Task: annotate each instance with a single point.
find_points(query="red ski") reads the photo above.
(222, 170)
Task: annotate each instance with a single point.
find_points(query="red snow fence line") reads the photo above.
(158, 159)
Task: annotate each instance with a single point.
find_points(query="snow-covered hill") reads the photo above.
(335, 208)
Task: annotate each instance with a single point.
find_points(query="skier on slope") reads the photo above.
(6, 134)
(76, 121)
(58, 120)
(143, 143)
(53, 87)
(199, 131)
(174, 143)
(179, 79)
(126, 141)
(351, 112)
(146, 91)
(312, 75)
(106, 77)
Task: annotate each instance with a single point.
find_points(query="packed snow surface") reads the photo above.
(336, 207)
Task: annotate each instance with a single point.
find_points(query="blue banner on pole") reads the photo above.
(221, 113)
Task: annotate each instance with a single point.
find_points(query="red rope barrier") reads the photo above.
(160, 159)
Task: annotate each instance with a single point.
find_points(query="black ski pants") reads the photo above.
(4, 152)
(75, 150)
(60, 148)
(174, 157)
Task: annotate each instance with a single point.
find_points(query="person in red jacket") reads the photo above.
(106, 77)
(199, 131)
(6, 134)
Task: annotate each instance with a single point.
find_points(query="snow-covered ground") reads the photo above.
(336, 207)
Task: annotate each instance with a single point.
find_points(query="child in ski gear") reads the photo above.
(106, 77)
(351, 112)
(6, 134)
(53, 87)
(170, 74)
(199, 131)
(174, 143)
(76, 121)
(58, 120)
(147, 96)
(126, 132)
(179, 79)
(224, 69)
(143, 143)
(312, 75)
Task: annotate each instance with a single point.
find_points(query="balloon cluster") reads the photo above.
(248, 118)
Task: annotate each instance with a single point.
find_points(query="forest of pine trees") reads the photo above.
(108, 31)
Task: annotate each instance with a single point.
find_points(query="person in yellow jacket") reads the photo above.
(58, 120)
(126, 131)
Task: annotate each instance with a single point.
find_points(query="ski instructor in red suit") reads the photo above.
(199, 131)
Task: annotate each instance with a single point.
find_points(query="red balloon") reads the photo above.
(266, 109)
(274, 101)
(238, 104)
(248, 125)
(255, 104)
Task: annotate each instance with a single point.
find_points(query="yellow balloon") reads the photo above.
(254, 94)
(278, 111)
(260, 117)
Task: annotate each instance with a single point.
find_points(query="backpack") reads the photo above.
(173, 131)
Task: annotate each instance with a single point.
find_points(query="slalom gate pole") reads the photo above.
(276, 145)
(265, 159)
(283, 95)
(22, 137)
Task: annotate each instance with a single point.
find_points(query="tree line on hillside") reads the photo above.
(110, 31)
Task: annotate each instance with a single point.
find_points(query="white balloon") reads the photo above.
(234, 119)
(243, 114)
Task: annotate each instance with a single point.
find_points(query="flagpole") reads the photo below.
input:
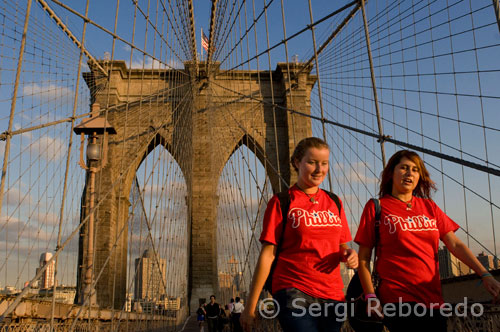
(201, 43)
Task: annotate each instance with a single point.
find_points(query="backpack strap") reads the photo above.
(336, 199)
(284, 198)
(378, 209)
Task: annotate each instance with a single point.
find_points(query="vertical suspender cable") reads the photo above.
(497, 13)
(320, 96)
(13, 104)
(372, 73)
(68, 158)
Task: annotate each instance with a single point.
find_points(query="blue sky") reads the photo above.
(416, 79)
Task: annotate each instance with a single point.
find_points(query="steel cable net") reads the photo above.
(429, 70)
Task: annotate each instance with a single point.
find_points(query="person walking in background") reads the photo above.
(213, 311)
(200, 313)
(410, 228)
(230, 307)
(312, 235)
(235, 315)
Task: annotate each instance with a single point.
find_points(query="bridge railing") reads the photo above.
(489, 321)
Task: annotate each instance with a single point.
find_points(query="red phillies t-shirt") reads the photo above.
(309, 257)
(408, 248)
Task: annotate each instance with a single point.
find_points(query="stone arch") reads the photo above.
(253, 145)
(156, 141)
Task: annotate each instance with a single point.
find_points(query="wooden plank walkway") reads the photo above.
(191, 325)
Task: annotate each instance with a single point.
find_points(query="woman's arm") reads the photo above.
(365, 278)
(462, 252)
(349, 256)
(266, 258)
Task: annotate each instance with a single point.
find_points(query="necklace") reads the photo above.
(408, 204)
(311, 197)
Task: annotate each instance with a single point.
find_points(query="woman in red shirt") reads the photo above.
(314, 241)
(411, 225)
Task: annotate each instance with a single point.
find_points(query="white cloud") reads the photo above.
(46, 90)
(357, 172)
(49, 148)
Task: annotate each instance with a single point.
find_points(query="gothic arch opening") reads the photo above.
(157, 262)
(243, 192)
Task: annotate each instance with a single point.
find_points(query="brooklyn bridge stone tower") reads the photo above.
(183, 107)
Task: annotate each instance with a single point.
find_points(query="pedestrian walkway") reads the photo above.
(191, 325)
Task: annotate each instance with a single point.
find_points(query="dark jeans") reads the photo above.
(299, 312)
(431, 321)
(235, 318)
(212, 324)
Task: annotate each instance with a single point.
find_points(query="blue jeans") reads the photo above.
(300, 312)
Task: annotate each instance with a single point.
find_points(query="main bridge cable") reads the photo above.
(154, 96)
(211, 33)
(456, 160)
(133, 46)
(297, 33)
(117, 182)
(192, 27)
(410, 130)
(83, 222)
(71, 36)
(227, 31)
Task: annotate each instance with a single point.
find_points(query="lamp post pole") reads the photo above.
(89, 292)
(93, 126)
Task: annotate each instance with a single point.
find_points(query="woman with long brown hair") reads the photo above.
(307, 246)
(410, 228)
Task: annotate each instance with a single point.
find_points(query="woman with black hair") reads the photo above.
(411, 225)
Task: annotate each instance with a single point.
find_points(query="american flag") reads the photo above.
(204, 41)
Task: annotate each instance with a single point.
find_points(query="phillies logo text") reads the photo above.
(313, 219)
(412, 224)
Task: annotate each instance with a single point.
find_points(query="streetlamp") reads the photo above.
(92, 126)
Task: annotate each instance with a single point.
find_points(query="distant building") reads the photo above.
(47, 278)
(487, 261)
(64, 294)
(150, 279)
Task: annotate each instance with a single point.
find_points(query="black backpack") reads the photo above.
(284, 198)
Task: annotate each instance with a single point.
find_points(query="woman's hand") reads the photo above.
(247, 319)
(374, 308)
(492, 286)
(350, 257)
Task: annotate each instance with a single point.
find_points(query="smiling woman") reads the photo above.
(410, 228)
(304, 239)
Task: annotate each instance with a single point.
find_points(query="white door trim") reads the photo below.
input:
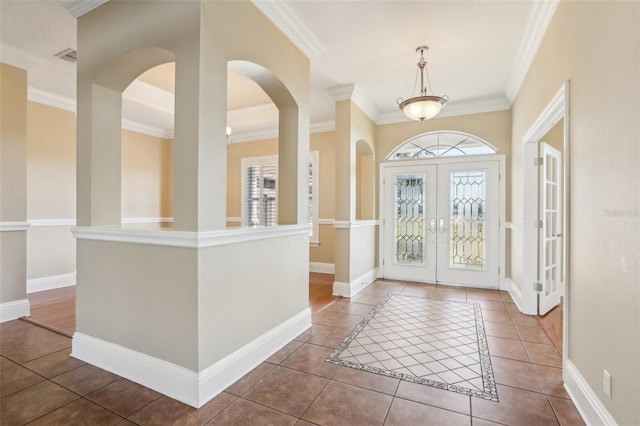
========
Repeat each entry exactly as given; no pictures belong in the copy.

Task: annotate each instance with a single point.
find_points(query="red ski") reads the photo above.
(222, 170)
Task: annotate each instance with a single point.
find_points(query="red snow fence line") reads the photo above.
(158, 159)
Task: annotate each instance with a single point.
find_points(query="snow-covered hill") reads the photo above.
(335, 208)
Task: annotate each instance with a single point.
find_points(query="skier on slope") reads the photo above.
(6, 134)
(76, 121)
(58, 120)
(143, 143)
(53, 87)
(199, 131)
(174, 143)
(179, 79)
(126, 141)
(351, 112)
(146, 91)
(312, 75)
(106, 77)
Task: annotate each instance with a single point.
find_points(query="packed snow surface") reads the photo above.
(336, 207)
Task: annotate each instance with a single point.
find_points(query="blue banner on pole") reads the photo above.
(221, 113)
Task: annotate each instance with a single point.
find_points(query="red rope barrier") reads the photo above.
(160, 159)
Task: annotate each instance with a single point.
find_points(query="black ski pants") reads the photo above.
(4, 152)
(75, 150)
(60, 148)
(174, 157)
Task: annotate each instance with a single point.
find_points(query="person in red jacket") reads the photo above.
(106, 77)
(199, 131)
(6, 134)
Task: annotate each instance with a single point.
find_points(query="snow-covered ground") reads the photo above.
(336, 207)
Task: annotate each instance with a single point.
find_points(query="child in ski gear") reads the photo above.
(106, 77)
(351, 112)
(6, 134)
(53, 87)
(170, 74)
(199, 131)
(174, 143)
(76, 121)
(58, 120)
(147, 96)
(126, 132)
(179, 79)
(224, 69)
(143, 143)
(312, 75)
Task: annotate each instance with a single point.
find_points(query="balloon cluster") reads the photo above.
(248, 118)
Task: annotate each instance with a single point.
find_points(query="forest of pine trees") reads the photo above.
(108, 31)
Task: annotate each instance with a single point.
find_points(query="person in yellow jacket") reads the photo above.
(58, 120)
(126, 131)
Task: annotate each instance with a single point.
find_points(query="ski instructor in red suit") reads the photo above.
(199, 131)
Task: annotate each instance with a single point.
find_points(query="red balloon") reads the photo above.
(266, 109)
(274, 101)
(238, 104)
(248, 125)
(255, 104)
Task: annotate each instance with a single point.
find_points(query="yellow balloon") reads the photo above.
(254, 94)
(278, 111)
(260, 117)
Task: annotate each instance with a single point.
find_points(query="backpack") reads the photo above.
(173, 131)
Task: annotate each instance with a single point.
find_points(query="slalom gate pole") reads the photo above.
(276, 145)
(265, 159)
(283, 95)
(22, 137)
Task: annotate each instance with a single point.
find_points(query="tree line on hillside") reads the photo above.
(110, 31)
Task: annotate each instance with a single point.
find_points(query="white balloon") reads the photo above.
(234, 119)
(243, 114)
Task: annotate each instance with a single point.
find_points(query="flagpole") reads the photo below.
input:
(201, 43)
Task: annotate each instance with a single point.
find_points(query="backpack strap") reads the photo above.
(336, 199)
(284, 198)
(378, 209)
Task: annotate each instance with a single point.
find_points(query="vertical suspender cable") reads the photo above.
(497, 13)
(320, 96)
(13, 104)
(372, 73)
(68, 158)
Task: annotate each instance with a single point.
find_points(query="blue sky") reads the photo above.
(416, 79)
Task: annotate each instance with a single point.
find_points(query="steel cable net") reads the photo above.
(429, 70)
Task: annotate each instance with a single point.
find_points(query="person walking in background") reads the photo above.
(213, 311)
(200, 313)
(410, 228)
(230, 307)
(312, 235)
(235, 315)
Task: annotate each instance with a single point.
find_points(query="bridge railing") reads the photo above.
(489, 321)
Task: annotate each instance with a single point.
find_points(query="red phillies t-shirt") reads the photo above.
(309, 257)
(408, 248)
Task: annotate each instance with a single point.
find_points(query="stone arch") reads the photo above.
(253, 145)
(156, 141)
Task: annotate each instance with a single point.
find_points(query="wooden plank walkway") reads the photo above.
(191, 325)
Task: annotate each instance with a single point.
find_points(query="woman's arm") reads the photo above.
(365, 278)
(462, 252)
(349, 256)
(266, 258)
Task: annotate each instance with a single point.
find_points(query="necklace") reads the photo above.
(408, 204)
(311, 197)
Task: annotate each instance with a single point.
find_points(query="woman in red shirt") reads the photo above.
(314, 241)
(411, 225)
Task: annotate each instance with a single point.
find_points(query="white cloud") reads the photo above.
(46, 90)
(357, 172)
(49, 148)
Task: annotate each instance with a single point.
find_points(query="gothic arch opening") reads the photo above.
(157, 262)
(243, 192)
Task: annotate each instance with a single point.
find_points(query="brooklyn bridge stone tower") reads the photo above.
(183, 107)
Task: annotate each instance with a single point.
find_points(query="pedestrian walkway") reads the photo above.
(191, 325)
Task: annotate each instance with a single point.
find_points(query="dark jeans") reads the photo above.
(299, 312)
(431, 321)
(235, 318)
(212, 324)
Task: annotate each instance with a single point.
find_points(query="blue jeans") reads the photo above.
(300, 312)
Task: annotate each instance with a single point.
find_points(query="main bridge cable") reads the photo above.
(154, 96)
(211, 33)
(456, 160)
(133, 46)
(297, 33)
(117, 182)
(192, 27)
(410, 130)
(83, 222)
(71, 36)
(227, 31)
Task: annotate each instance with a single point.
find_points(query="lamp post pole") reads the photo above.
(89, 292)
(93, 126)
Task: annotate each instance with a single point.
find_points(query="woman with long brown hair") reads the photo above.
(307, 246)
(410, 228)
Task: annotate each instance with a single point.
find_points(query="woman with black hair") reads the photo above.
(411, 225)
Task: annotate each instance with a single point.
find_points(query="american flag") reads the photo above.
(204, 41)
Task: annotate each instance with a single point.
find_points(query="phillies logo text") reads the photo above.
(313, 219)
(412, 224)
Task: annotate each instance with a single point.
find_points(query="streetlamp") reads the photo above.
(92, 126)
Task: annotate each instance with a single point.
find_points(query="distant building") reads the photo above.
(47, 278)
(487, 261)
(64, 294)
(150, 279)
Task: annotate each instance with a single point.
find_points(query="black backpack") reads the photo above.
(284, 198)
Task: annotate each instance with a single point.
find_points(query="woman's hand") reads the photo above.
(247, 319)
(374, 308)
(492, 286)
(350, 257)
Task: annotate each instance with a single point.
find_points(query="smiling woman") reads the photo above.
(410, 228)
(304, 239)
Task: annotate each instance with a single point.
find_points(query="white door trim") reads the photo below.
input:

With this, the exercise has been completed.